SUPPLIED ENTRIES section start

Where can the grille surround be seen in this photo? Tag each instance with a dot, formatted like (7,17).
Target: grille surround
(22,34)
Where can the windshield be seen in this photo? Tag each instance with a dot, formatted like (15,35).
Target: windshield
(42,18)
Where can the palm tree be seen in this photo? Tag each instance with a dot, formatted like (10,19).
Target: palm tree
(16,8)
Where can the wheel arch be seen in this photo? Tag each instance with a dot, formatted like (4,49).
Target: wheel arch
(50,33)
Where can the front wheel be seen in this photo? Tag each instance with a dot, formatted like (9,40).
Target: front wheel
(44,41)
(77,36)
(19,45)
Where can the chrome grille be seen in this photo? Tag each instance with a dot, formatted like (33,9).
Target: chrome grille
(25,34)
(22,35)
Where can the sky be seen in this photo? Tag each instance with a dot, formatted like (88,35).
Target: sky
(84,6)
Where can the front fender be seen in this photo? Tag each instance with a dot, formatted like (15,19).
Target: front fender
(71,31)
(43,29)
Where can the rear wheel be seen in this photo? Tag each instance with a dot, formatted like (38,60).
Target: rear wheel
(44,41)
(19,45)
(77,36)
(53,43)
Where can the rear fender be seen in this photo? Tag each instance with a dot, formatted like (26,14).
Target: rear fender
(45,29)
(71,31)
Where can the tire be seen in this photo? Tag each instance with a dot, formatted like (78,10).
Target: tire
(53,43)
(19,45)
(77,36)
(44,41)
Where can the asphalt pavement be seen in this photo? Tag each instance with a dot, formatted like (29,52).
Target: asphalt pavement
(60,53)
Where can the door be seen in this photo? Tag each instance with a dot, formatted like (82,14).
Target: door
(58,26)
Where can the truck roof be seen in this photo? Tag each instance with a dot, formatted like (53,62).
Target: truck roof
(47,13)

SUPPLIED ENTRIES section end

# WORK TO COMPLETE:
All of the data above needs to be set down again exactly. Include every line.

# SOLUTION FOR THIS TASK:
Where can the grille surround be seen in this photo? Tag each instance with a dot, formatted like (7,17).
Target: grille surround
(22,34)
Where can the windshield be seen in this photo? Tag each instance with a dot, formatted like (15,35).
Target: windshield
(42,18)
Where can the palm tree be seen in this photo? Tag each instance with a dot, formatted like (10,19).
Target: palm tree
(16,8)
Where can the wheel arch be seen in this photo? Tag each instance with a dot, formatted like (4,49).
Target: wheel arch
(50,33)
Where can the front wheel be seen in this photo? Tag each instance with a dot, formatted like (9,40).
Target: front wheel
(44,41)
(77,36)
(19,45)
Where can the chrome grille be seen in this photo? Tag each instance with a dot, formatted like (33,9).
Target: chrome grille
(25,34)
(22,35)
Where can the sky be seen in this photo? Tag each instance with a dot, formatted like (88,35).
Target: sky
(84,6)
Where can the front fender be seen in this photo? Tag each instance with a dot, formatted like (15,19).
Target: front fender
(71,31)
(43,29)
Where can the rear wheel be seen in this photo? Tag each instance with a dot, formatted like (38,60).
Target: rear wheel
(44,41)
(19,45)
(77,36)
(53,43)
Where can the rear fender be seen in this photo? Tag each instance with a dot, formatted like (26,14).
Target: rear fender
(45,29)
(71,31)
Where can the tire be seen in this photo? Tag each instance with a dot, formatted like (78,10).
Target: tire
(53,43)
(19,45)
(77,36)
(44,41)
Where can the asphalt pavement be seen in this photo? Tag each instance with a dot, formatted like (29,52).
Target: asphalt pavement
(60,53)
Where can the door be seen in this photo? Tag each instance with a dot, formatted like (82,14).
Target: door
(58,26)
Where can the truck roof be seen in this photo? Tag each instance with a dot, formatted like (53,62).
Target: truck roof
(47,13)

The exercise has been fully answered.